Short task —
Set down word for word every row from the very first one through the row containing "<point>573,206</point>", both ends included.

Data rows —
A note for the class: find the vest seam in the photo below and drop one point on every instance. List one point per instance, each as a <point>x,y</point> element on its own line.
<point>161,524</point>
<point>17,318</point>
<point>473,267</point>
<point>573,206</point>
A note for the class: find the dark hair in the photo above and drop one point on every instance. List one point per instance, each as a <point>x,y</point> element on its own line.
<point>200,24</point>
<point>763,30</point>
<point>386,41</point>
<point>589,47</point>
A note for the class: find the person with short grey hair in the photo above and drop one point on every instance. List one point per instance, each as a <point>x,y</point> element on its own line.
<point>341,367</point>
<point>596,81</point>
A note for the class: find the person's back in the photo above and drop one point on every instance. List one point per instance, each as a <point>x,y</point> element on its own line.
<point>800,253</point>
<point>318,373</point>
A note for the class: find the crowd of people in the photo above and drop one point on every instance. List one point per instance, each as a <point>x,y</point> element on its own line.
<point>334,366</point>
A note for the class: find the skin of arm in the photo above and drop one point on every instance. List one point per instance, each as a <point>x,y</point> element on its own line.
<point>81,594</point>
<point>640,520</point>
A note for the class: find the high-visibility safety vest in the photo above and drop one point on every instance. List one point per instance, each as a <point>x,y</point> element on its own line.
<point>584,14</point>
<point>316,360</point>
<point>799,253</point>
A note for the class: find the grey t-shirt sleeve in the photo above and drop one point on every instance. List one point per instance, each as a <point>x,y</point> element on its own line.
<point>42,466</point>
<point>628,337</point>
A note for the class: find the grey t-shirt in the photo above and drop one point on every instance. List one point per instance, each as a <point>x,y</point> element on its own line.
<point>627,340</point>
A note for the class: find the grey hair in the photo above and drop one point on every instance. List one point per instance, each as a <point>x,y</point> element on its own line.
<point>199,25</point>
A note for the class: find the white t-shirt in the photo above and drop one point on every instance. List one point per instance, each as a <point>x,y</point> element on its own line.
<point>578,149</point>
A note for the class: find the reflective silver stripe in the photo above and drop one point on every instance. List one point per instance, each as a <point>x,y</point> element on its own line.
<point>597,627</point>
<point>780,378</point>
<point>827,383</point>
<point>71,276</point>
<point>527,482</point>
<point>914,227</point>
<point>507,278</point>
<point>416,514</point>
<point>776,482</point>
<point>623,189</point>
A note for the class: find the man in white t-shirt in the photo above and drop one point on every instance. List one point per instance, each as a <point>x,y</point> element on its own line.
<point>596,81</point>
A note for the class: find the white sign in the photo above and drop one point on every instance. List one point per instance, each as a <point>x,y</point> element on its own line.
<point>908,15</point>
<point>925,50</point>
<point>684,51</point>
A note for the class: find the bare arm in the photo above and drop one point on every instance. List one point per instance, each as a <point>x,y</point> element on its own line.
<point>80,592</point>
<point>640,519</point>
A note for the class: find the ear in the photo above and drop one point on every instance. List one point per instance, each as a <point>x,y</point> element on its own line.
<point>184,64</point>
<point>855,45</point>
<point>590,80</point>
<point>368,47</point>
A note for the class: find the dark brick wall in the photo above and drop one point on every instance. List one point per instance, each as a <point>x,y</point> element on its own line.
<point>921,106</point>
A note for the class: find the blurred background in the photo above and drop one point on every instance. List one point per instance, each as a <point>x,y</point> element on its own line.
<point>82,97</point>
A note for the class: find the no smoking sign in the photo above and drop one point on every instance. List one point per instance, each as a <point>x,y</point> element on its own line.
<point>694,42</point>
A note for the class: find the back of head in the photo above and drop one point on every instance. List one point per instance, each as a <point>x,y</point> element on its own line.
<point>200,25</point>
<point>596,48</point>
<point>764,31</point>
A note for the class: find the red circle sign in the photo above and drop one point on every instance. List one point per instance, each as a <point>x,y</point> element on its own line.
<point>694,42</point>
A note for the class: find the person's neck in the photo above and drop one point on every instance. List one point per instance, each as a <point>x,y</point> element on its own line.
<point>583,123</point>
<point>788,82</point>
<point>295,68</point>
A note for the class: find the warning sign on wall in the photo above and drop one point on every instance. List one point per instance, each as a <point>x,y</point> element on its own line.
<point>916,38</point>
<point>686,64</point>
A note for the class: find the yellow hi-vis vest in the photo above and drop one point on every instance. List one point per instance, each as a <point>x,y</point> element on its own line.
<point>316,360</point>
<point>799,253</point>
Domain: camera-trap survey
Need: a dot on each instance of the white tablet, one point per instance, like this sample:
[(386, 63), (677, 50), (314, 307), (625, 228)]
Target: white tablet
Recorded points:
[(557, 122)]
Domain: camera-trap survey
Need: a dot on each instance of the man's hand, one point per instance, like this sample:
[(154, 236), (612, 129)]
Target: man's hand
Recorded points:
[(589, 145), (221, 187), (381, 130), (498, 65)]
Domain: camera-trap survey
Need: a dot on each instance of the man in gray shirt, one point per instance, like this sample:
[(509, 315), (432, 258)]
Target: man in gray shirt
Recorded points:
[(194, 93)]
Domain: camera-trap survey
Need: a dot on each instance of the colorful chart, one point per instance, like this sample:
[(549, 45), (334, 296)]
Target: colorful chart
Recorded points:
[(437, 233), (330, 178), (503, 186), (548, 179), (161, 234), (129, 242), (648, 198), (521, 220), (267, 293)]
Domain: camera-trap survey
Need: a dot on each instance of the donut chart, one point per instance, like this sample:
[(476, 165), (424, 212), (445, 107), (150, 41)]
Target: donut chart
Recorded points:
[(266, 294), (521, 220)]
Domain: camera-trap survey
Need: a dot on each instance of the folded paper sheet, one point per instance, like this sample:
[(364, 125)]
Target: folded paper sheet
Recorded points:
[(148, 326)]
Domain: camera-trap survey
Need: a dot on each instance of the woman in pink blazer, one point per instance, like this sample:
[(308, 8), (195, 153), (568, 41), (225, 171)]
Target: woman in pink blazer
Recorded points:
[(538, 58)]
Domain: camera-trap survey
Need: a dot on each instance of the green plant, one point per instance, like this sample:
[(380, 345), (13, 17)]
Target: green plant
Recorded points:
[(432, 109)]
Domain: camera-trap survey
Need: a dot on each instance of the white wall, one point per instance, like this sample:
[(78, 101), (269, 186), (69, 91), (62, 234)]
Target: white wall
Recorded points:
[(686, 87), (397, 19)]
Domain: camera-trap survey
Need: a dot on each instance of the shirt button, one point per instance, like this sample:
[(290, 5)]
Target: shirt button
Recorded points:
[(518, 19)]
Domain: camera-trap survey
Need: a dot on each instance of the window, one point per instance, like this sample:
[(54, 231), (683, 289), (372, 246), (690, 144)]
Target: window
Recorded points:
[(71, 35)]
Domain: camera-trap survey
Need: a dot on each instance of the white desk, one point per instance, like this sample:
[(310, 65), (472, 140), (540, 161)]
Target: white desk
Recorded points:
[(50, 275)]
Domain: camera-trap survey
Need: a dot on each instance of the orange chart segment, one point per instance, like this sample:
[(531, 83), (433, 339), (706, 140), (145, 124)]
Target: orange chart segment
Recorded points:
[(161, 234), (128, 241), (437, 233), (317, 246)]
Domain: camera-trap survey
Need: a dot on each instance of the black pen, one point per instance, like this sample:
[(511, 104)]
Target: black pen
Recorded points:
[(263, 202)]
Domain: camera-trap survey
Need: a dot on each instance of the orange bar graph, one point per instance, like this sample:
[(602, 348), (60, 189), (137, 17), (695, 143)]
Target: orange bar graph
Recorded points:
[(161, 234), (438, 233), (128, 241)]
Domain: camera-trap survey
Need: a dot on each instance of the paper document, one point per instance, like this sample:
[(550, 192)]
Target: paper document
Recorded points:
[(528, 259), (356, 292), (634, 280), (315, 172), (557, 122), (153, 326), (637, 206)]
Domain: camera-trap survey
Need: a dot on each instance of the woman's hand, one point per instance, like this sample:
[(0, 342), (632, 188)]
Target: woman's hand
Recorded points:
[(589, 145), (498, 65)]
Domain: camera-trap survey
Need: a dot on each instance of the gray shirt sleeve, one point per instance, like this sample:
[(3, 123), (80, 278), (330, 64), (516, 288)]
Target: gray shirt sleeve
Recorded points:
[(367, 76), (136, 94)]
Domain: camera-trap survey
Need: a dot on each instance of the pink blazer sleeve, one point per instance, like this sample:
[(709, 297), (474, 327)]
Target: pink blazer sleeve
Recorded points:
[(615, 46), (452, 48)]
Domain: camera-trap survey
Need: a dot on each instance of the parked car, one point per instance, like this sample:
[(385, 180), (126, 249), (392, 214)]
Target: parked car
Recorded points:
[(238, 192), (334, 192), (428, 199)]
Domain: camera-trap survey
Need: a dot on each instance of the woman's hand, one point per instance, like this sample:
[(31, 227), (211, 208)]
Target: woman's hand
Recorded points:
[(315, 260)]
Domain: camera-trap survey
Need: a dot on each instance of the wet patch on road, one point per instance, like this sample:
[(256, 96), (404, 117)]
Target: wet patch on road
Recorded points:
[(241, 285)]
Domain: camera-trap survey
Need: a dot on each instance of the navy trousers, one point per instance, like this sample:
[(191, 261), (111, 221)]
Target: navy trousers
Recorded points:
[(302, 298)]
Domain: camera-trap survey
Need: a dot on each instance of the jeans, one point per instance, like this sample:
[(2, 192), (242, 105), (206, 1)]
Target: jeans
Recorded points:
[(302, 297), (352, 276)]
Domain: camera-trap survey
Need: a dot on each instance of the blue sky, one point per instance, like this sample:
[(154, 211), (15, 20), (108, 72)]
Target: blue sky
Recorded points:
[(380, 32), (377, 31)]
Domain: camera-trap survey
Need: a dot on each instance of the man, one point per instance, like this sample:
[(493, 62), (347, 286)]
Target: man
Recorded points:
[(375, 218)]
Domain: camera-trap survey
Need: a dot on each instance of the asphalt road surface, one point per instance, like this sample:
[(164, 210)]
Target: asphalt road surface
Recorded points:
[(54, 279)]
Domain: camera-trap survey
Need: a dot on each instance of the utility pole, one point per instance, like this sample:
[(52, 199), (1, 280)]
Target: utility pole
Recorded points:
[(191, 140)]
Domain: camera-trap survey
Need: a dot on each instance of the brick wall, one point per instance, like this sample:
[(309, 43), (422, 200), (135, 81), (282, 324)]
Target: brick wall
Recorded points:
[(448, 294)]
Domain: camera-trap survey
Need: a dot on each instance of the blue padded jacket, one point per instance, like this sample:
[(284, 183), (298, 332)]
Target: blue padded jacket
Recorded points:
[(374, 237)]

Result —
A note for the class: find the vest seam in the photo below and drop one point on every instance. List one point per instance, each as a <point>x,y</point> element on its own line.
<point>161,524</point>
<point>17,318</point>
<point>473,267</point>
<point>573,206</point>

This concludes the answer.